▸ **ACTIVITY**
The whole of the data, every line, should come back exactly the same.

▸ **SOURCE MATERIAL**
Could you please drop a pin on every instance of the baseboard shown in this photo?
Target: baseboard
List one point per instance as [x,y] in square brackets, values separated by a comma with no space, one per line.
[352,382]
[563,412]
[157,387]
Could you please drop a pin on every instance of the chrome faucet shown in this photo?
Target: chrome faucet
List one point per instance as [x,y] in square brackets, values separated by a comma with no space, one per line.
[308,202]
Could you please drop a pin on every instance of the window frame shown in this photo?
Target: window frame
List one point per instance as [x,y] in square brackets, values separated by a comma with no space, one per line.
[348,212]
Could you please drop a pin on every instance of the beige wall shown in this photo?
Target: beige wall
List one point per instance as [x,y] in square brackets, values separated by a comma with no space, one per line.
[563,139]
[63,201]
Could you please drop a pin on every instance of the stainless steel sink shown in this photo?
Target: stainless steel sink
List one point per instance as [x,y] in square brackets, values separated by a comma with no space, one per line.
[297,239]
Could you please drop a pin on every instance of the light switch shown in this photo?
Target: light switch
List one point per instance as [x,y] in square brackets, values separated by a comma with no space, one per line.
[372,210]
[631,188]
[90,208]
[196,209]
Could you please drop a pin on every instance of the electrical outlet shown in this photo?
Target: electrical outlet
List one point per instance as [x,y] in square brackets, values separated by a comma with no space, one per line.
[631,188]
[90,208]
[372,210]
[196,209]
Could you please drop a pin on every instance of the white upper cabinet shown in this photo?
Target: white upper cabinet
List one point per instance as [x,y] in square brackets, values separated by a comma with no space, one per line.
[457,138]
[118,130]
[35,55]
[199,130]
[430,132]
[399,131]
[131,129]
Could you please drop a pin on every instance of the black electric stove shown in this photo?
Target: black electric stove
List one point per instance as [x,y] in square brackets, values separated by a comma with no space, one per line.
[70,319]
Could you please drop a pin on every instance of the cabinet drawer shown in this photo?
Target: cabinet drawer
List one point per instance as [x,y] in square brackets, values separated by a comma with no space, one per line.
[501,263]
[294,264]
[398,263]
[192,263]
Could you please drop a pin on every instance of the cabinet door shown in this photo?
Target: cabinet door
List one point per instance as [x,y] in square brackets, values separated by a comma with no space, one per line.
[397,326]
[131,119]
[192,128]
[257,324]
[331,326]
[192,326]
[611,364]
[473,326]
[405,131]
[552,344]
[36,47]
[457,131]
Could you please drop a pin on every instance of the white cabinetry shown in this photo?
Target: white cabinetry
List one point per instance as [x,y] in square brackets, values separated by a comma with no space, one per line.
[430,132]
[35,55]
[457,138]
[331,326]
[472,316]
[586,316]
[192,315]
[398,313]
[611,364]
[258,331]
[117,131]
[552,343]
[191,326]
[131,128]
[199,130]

▸ **ANSWER SECTION**
Could you please drop a pin on every instance of the baseboard shown in this photo?
Target: baseboard
List one point per instance as [x,y] in square brackets, values separated by a comma with no space, one per line.
[352,382]
[563,412]
[157,387]
Could you please drop a pin on every instance of the chrome faucet shown in this photo?
Target: chrome faucet
List one point per instance as [x,y] in square brackets, values separated by a comma with no space, one per line.
[308,202]
Could you please drop a pin on every instance of the window frame shown in this photo?
Target: window frame
List one point per instance as [x,y] in square brackets, values separated by a comma with no space, one per line.
[348,212]
Could you please drop a pin on every instance of the beige wall shown in this photo?
Target: beige wall
List one point per instance as [x,y] in square brackets, values separated by a comma with no space, one per line.
[563,139]
[63,201]
Could you please drop a pin on every instance of the stainless steel sink shown in this photo?
Target: stainless steel sink
List one point per instance as [x,y] in square brackets, values separated by a comma with no space, one per line.
[297,239]
Could you please drop a pin on every instance of the light switch shown in this photo?
Target: light switch
List one point per instance as [x,y] in square brackets, values separated by a comma with no space, one per line.
[372,210]
[631,188]
[90,208]
[196,209]
Could you please drop a pin on every instance of the electrical outlet shown in this photo?
Target: electrical outlet
List one point per instance as [x,y] in square brackets, values separated by a comma with no space, one per line.
[631,188]
[90,208]
[372,210]
[196,209]
Could you please drop a pin on every instance of the white upper cabinet shown in this photo?
Target: white upper cabinet
List one point per instance as [x,y] in square brackets, values separated by a comma with no space, one per line.
[457,138]
[118,130]
[35,55]
[199,130]
[430,132]
[399,131]
[131,129]
Could you please drop a pin on every instance of the black electric stove shown in this photo?
Target: black electric stove
List one point per instance as [x,y] in square brackets, values separated by a comma with no space, one per line.
[70,319]
Could you please drop a pin on every instance of the cabinet drawer shown in this photo?
Target: cabinet drawer
List one point per instance as [x,y] in square brackets, values separated by a comma with no space, one per line.
[501,263]
[294,264]
[398,263]
[192,263]
Could you please drop a pin on every instance of the cabinet door shown in this photo?
Target: cabinet door
List one point per instance as [x,y] in square brackets, values separated by a comma with no space, one per line.
[397,326]
[131,119]
[192,128]
[257,324]
[331,326]
[192,326]
[611,364]
[473,326]
[405,131]
[552,344]
[36,47]
[457,131]
Could you please drop a pin on every instance of the white cabinetry shown in this photo?
Target: white cabinetry
List one point per instance as [x,y] in square brackets, values separated by a comma with no space, one per line.
[430,132]
[35,55]
[457,138]
[331,326]
[472,316]
[586,316]
[192,315]
[398,313]
[611,364]
[258,331]
[117,131]
[552,343]
[191,326]
[131,128]
[199,130]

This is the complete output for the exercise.